EXERCISE INPUTS:
□ □ □

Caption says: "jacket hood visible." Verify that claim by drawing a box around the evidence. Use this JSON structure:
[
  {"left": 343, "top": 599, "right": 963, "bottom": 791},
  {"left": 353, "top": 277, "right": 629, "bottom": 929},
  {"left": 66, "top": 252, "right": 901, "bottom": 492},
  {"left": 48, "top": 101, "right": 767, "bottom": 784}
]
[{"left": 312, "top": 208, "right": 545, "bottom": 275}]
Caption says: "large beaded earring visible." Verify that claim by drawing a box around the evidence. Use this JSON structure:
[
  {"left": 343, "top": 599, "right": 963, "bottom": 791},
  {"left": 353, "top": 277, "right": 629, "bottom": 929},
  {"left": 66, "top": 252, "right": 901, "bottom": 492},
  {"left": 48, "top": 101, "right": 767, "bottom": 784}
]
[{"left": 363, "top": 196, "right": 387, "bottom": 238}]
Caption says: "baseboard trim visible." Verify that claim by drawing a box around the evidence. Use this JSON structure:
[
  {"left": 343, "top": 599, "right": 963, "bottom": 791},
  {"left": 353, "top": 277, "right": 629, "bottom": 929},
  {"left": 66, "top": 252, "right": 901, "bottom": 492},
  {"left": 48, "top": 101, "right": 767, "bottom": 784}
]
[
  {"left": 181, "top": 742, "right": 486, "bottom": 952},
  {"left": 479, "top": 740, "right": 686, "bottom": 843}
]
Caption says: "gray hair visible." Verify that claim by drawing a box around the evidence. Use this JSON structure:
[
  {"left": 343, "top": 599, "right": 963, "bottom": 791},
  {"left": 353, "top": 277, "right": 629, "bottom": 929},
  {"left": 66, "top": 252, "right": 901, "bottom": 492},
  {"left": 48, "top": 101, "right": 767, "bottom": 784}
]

□ □ □

EXERCISE PROMPT: The entries above must be returned exactly.

COMPLETED TASK:
Caption says: "jacket hood visible." Verify that claim by drawing a box around the evidence. Use this JSON structure:
[
  {"left": 343, "top": 599, "right": 963, "bottom": 791},
  {"left": 353, "top": 277, "right": 629, "bottom": 929},
  {"left": 66, "top": 252, "right": 901, "bottom": 492},
  {"left": 48, "top": 101, "right": 767, "bottom": 784}
]
[{"left": 312, "top": 208, "right": 545, "bottom": 275}]
Caption says: "large beaded earring visible." Verify that claim by drawing a box around the evidence. Use this JSON structure:
[
  {"left": 343, "top": 599, "right": 963, "bottom": 791},
  {"left": 353, "top": 277, "right": 629, "bottom": 929},
  {"left": 66, "top": 252, "right": 901, "bottom": 492},
  {"left": 48, "top": 101, "right": 767, "bottom": 784}
]
[{"left": 363, "top": 196, "right": 387, "bottom": 238}]
Caption says: "baseboard trim visible." Verify that claim by drawing a box around the evidence. Use this JSON structure:
[
  {"left": 343, "top": 599, "right": 963, "bottom": 791},
  {"left": 353, "top": 277, "right": 629, "bottom": 929},
  {"left": 66, "top": 252, "right": 901, "bottom": 492},
  {"left": 48, "top": 101, "right": 767, "bottom": 784}
]
[
  {"left": 181, "top": 742, "right": 486, "bottom": 952},
  {"left": 479, "top": 740, "right": 686, "bottom": 843}
]
Caption says: "gray hair visible." Verify that claim by drawing a box around the evidence. Use this JSON structure:
[
  {"left": 343, "top": 599, "right": 963, "bottom": 791},
  {"left": 353, "top": 277, "right": 629, "bottom": 929},
  {"left": 66, "top": 252, "right": 901, "bottom": 492},
  {"left": 48, "top": 101, "right": 767, "bottom": 784}
]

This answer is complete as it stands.